### Items
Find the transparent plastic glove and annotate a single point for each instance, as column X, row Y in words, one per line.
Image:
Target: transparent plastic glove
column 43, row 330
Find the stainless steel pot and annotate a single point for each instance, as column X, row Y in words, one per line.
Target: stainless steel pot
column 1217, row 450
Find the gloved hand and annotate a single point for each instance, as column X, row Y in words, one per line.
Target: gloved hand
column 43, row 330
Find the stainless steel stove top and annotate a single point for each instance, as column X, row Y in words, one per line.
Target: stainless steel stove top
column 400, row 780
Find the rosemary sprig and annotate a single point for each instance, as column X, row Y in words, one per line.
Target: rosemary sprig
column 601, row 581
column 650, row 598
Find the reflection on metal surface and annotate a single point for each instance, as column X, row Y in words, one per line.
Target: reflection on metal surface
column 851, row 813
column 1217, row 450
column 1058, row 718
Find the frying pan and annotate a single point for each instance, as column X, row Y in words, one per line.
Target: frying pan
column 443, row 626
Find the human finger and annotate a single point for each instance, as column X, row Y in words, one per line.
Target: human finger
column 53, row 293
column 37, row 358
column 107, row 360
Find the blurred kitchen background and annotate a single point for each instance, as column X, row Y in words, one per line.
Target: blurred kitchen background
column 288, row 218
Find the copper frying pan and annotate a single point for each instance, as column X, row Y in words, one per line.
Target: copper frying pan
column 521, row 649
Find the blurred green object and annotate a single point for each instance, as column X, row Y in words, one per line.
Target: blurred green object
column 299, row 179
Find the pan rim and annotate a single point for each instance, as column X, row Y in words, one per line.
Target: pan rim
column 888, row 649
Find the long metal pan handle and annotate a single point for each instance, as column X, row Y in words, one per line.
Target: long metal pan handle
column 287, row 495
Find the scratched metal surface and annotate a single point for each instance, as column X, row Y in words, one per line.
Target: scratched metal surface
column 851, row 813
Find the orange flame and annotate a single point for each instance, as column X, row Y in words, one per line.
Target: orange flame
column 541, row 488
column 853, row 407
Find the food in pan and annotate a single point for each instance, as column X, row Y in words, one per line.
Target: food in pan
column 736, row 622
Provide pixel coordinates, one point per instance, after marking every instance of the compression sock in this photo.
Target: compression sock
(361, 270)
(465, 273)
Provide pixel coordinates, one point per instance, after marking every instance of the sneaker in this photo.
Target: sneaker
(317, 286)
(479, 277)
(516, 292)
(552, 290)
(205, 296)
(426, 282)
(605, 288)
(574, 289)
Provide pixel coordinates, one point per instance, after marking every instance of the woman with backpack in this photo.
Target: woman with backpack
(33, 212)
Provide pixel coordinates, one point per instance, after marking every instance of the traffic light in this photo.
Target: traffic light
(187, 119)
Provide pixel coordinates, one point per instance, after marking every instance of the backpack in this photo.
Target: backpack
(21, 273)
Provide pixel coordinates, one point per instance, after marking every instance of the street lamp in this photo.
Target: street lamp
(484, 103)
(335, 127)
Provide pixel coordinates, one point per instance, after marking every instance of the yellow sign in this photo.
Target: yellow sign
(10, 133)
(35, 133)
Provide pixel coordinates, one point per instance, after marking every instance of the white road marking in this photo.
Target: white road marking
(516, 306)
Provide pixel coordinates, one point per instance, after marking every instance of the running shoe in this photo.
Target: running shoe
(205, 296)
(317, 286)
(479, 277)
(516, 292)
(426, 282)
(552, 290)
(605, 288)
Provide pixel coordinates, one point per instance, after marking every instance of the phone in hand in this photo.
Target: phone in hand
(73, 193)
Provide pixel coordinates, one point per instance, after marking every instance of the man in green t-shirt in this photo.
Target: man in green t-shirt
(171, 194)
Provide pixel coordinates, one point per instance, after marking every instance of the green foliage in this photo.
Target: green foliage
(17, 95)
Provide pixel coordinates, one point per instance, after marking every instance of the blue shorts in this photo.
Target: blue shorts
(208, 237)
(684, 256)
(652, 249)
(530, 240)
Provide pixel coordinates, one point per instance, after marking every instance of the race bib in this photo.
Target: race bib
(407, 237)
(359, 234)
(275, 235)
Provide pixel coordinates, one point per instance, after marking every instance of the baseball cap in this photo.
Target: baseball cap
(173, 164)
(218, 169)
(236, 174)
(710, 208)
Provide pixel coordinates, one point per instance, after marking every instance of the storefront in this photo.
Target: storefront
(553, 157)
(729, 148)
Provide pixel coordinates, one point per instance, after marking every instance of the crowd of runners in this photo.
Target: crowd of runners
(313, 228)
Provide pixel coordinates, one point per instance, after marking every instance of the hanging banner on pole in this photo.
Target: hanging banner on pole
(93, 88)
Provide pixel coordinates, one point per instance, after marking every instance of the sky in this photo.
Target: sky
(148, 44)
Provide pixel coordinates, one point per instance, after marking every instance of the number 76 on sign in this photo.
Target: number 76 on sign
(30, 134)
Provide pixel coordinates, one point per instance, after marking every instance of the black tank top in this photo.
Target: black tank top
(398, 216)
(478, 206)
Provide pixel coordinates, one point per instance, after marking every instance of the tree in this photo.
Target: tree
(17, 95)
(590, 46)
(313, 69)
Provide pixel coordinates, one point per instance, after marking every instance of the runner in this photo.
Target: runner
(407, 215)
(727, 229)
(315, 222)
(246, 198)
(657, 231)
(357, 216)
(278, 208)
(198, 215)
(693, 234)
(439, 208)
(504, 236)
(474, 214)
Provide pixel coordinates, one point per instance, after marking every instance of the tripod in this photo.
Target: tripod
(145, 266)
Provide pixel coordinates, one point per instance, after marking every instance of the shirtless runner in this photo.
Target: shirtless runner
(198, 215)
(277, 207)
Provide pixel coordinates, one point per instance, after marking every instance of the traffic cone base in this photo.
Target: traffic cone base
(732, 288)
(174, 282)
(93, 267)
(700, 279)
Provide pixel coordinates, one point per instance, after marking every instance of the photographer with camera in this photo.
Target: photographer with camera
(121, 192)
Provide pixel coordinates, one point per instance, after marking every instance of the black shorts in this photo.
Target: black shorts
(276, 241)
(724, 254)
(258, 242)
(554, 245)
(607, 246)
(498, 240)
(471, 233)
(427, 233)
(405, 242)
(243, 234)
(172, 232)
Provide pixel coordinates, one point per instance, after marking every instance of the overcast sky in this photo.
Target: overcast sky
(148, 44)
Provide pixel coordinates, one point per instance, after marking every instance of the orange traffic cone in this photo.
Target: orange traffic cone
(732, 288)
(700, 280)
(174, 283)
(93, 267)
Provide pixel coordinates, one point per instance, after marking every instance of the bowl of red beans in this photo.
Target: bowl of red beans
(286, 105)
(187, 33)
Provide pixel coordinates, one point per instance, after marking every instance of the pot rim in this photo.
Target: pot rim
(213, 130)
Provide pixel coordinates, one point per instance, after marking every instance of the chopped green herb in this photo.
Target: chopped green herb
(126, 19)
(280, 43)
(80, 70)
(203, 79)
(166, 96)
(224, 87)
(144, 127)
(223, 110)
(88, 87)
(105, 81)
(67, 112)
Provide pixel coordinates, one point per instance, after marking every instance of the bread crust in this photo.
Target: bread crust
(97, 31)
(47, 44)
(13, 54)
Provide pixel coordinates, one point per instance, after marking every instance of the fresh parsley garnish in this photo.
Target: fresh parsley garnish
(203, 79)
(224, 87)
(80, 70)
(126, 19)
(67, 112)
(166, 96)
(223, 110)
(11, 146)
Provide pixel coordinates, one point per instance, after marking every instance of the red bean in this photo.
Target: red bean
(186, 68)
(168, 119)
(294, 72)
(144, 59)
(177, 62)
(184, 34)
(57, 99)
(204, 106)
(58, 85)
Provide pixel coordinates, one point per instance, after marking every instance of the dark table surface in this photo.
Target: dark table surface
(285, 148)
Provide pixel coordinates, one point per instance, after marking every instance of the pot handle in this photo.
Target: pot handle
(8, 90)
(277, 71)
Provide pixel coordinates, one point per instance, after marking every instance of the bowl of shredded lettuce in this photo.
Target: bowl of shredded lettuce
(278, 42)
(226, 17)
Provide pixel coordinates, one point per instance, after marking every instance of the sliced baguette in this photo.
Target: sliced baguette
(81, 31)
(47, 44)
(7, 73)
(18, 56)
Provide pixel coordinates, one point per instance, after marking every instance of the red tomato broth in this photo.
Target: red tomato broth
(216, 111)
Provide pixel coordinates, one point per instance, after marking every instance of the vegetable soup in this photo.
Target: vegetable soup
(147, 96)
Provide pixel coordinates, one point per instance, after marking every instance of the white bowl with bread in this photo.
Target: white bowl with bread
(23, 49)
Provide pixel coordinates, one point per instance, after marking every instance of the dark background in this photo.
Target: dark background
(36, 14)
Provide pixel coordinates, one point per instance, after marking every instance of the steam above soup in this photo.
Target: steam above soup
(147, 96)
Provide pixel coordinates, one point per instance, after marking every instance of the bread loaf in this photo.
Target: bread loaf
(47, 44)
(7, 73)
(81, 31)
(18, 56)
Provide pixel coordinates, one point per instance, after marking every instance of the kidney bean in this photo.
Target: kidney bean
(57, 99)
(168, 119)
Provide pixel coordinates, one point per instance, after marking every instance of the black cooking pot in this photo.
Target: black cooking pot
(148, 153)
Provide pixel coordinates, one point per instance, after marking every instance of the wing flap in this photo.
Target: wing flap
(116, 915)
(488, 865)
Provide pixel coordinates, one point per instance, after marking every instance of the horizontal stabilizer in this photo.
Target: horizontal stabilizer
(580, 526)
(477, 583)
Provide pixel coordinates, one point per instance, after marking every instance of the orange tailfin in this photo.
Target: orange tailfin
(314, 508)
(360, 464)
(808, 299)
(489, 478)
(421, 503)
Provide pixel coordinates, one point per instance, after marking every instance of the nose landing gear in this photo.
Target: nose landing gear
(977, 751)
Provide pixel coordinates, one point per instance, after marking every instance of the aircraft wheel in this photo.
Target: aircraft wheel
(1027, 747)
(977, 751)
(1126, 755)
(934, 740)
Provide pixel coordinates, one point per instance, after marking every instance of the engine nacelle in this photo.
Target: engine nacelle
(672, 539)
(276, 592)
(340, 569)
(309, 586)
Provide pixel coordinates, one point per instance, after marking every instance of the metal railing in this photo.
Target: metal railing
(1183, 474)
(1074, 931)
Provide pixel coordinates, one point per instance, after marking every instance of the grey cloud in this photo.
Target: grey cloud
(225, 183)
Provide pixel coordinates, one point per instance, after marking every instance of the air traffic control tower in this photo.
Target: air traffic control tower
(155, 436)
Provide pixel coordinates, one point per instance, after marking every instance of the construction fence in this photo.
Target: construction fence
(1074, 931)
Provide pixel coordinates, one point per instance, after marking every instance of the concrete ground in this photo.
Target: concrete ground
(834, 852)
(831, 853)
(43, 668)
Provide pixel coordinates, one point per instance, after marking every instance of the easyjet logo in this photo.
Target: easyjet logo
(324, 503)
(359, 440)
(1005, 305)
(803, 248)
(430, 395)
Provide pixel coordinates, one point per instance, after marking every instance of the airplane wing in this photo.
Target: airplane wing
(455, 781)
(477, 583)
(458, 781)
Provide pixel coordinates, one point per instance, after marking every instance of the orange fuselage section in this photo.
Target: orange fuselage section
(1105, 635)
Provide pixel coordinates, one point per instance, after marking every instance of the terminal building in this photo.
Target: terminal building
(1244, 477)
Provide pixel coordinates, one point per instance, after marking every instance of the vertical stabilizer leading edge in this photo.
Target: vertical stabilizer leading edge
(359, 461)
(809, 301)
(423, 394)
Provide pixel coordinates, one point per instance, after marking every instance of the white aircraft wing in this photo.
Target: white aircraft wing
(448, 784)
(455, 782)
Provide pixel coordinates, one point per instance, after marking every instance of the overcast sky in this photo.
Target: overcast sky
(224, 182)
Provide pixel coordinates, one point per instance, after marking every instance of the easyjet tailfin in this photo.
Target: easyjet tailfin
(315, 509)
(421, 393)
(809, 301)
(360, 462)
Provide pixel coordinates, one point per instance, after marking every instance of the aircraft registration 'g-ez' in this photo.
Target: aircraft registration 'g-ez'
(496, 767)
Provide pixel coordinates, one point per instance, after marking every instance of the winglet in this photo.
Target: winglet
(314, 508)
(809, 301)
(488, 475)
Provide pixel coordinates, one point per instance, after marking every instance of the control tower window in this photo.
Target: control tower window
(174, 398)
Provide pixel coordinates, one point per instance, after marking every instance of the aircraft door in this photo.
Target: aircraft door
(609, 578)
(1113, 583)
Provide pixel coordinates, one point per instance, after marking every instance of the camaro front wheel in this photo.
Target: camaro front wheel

### Problem to solve
Exactly reproduce the lines that run from the line with "building in this photo." through the last line of the records, inclusive.

### The completed task
Provide pixel coordinates, one point per instance, after marking every instance of the terminal building in this photo.
Target: terminal building
(1244, 477)
Provide pixel coordinates, one point per instance, after marking every instance of the vertical stabilizer leading edge in this photo.
Target: vertical stabilizer leading edge
(359, 461)
(809, 301)
(423, 394)
Provide pixel coordinates, one point per instance, after marking every instance of the white aircraft wing in this photo.
Target: white aircraft wing
(448, 784)
(455, 782)
Provide pixel coordinates, one point per instance, after marking every instance of the overcast sky in this photo.
Target: overcast sky
(224, 182)
Provide pixel coordinates, one point per instance, after marking every instance of the easyjet tailfin in this photo.
Target: easyjet tailfin
(315, 509)
(421, 393)
(809, 301)
(360, 462)
Provide pixel coordinates, one point per instance, after marking every instance of the aircraft registration 'g-ez' in this photo.
Target: aircraft registration 'g-ez'
(496, 767)
Provide pixel coordinates, one point per instance, after marking every instance of the winglet in this photo.
Target: winglet
(314, 508)
(809, 301)
(488, 475)
Provide pixel coordinates, one point per instance, after marking every instance of the control tower window in this photo.
Target: control tower window
(174, 398)
Provide pixel coordinates, one point per instance, after marking every instance of the aircraft door in this photo.
Target: aircraft door
(609, 578)
(1113, 583)
Provide pixel coordinates, one point per instance, after marking every instance of the camaro front wheel in this photo.
Target: camaro front wheel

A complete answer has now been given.